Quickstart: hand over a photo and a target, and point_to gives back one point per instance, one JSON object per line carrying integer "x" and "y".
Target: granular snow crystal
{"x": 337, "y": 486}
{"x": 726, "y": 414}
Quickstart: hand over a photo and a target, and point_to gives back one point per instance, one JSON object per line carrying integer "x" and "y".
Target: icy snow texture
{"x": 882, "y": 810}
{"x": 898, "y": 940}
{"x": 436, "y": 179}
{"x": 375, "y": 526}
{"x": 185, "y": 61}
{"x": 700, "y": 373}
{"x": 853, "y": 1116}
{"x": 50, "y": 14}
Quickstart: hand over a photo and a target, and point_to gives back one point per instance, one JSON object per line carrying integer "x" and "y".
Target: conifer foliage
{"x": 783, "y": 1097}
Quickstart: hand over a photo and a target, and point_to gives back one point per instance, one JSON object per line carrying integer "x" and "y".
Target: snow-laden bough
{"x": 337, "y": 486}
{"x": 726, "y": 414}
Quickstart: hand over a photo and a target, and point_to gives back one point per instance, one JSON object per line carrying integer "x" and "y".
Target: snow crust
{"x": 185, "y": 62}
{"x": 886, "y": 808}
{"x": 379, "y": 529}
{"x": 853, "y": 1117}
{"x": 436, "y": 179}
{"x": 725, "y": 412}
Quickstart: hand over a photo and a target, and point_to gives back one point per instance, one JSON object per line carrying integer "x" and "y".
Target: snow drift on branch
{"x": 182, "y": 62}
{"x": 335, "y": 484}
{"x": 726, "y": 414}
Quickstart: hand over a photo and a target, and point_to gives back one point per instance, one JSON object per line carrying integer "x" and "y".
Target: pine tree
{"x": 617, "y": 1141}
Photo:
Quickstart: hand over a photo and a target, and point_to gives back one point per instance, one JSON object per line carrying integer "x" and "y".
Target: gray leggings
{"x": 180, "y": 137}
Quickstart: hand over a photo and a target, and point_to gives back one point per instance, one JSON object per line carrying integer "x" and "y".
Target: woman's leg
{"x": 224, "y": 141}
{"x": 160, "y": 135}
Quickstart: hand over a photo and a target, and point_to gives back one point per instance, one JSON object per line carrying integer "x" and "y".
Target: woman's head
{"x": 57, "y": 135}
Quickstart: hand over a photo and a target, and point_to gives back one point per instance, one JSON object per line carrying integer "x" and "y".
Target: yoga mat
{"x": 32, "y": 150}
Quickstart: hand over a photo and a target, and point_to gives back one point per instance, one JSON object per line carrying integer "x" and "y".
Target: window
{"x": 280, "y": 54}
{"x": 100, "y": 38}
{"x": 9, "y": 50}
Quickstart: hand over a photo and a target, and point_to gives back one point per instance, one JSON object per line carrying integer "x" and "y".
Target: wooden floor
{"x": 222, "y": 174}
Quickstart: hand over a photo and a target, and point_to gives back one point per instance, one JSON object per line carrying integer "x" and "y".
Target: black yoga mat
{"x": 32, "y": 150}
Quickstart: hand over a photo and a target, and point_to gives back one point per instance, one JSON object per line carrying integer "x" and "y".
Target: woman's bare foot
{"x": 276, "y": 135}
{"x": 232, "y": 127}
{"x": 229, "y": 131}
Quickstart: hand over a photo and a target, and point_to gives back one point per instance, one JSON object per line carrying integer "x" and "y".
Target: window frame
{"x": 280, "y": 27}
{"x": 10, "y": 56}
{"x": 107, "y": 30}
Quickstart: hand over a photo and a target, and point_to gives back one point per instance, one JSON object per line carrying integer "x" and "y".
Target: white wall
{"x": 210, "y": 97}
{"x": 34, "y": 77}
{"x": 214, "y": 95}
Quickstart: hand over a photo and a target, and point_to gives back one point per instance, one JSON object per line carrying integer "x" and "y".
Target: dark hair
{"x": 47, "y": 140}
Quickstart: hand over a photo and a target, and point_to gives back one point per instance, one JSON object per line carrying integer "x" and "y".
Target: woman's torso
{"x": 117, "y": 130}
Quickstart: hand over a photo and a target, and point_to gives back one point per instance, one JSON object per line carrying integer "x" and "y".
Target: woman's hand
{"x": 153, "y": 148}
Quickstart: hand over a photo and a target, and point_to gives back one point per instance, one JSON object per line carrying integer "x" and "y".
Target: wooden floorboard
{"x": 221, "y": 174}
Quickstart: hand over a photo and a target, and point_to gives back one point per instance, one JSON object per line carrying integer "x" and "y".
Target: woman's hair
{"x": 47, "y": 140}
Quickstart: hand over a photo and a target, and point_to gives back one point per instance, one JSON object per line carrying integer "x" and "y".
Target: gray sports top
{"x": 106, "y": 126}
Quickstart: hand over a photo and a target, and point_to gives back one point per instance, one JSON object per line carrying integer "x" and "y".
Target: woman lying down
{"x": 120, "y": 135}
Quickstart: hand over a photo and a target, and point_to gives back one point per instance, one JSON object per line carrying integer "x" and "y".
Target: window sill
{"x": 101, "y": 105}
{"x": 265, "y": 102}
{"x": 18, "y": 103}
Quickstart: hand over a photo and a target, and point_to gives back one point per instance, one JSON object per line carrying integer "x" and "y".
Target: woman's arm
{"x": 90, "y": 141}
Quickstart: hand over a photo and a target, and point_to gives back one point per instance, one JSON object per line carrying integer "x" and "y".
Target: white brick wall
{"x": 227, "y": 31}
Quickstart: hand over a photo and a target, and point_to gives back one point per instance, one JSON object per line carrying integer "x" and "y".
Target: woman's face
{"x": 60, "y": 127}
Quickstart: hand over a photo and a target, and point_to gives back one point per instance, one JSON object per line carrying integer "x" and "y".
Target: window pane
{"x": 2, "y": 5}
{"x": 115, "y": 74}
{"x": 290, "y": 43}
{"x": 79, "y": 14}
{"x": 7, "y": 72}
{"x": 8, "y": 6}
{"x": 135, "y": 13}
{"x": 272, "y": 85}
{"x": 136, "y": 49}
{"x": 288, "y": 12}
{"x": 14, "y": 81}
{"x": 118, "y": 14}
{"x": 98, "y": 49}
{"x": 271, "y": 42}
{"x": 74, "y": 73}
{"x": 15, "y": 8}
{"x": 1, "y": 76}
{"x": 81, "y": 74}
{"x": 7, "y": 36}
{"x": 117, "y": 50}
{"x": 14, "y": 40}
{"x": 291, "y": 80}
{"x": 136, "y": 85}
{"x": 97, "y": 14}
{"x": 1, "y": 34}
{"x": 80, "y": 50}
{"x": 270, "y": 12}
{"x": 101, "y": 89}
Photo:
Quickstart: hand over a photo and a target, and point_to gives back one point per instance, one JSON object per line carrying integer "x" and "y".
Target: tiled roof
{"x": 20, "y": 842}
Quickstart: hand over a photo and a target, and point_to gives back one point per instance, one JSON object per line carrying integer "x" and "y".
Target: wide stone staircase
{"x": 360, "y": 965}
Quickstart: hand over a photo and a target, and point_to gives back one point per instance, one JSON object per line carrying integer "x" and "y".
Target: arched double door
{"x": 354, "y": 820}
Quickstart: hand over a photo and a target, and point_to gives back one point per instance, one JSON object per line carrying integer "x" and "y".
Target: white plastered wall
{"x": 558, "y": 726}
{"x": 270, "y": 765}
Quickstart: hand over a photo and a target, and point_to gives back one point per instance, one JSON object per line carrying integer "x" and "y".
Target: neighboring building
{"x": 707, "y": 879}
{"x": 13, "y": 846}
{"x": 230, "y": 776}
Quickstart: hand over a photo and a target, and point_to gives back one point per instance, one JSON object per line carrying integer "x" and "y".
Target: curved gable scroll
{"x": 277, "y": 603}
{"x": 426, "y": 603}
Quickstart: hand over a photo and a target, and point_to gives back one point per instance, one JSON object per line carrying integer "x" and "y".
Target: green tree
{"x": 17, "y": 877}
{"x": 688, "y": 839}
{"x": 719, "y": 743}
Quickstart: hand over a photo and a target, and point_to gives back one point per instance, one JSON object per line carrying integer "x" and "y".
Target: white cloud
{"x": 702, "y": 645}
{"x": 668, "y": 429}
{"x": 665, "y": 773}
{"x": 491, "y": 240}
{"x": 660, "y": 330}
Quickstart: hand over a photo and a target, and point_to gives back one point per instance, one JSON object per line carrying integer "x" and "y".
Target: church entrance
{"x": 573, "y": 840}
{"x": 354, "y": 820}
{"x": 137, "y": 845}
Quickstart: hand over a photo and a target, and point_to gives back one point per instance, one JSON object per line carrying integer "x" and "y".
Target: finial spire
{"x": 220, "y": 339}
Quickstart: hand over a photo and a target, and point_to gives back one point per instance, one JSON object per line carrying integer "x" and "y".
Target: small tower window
※
> Instructions to follow
Pick out every line in the items above that contains the word "snow".

> In response
Target: granular snow crystal
Target: icy snow texture
Target: snow-laden bough
Target: snow crust
Target: snow drift on branch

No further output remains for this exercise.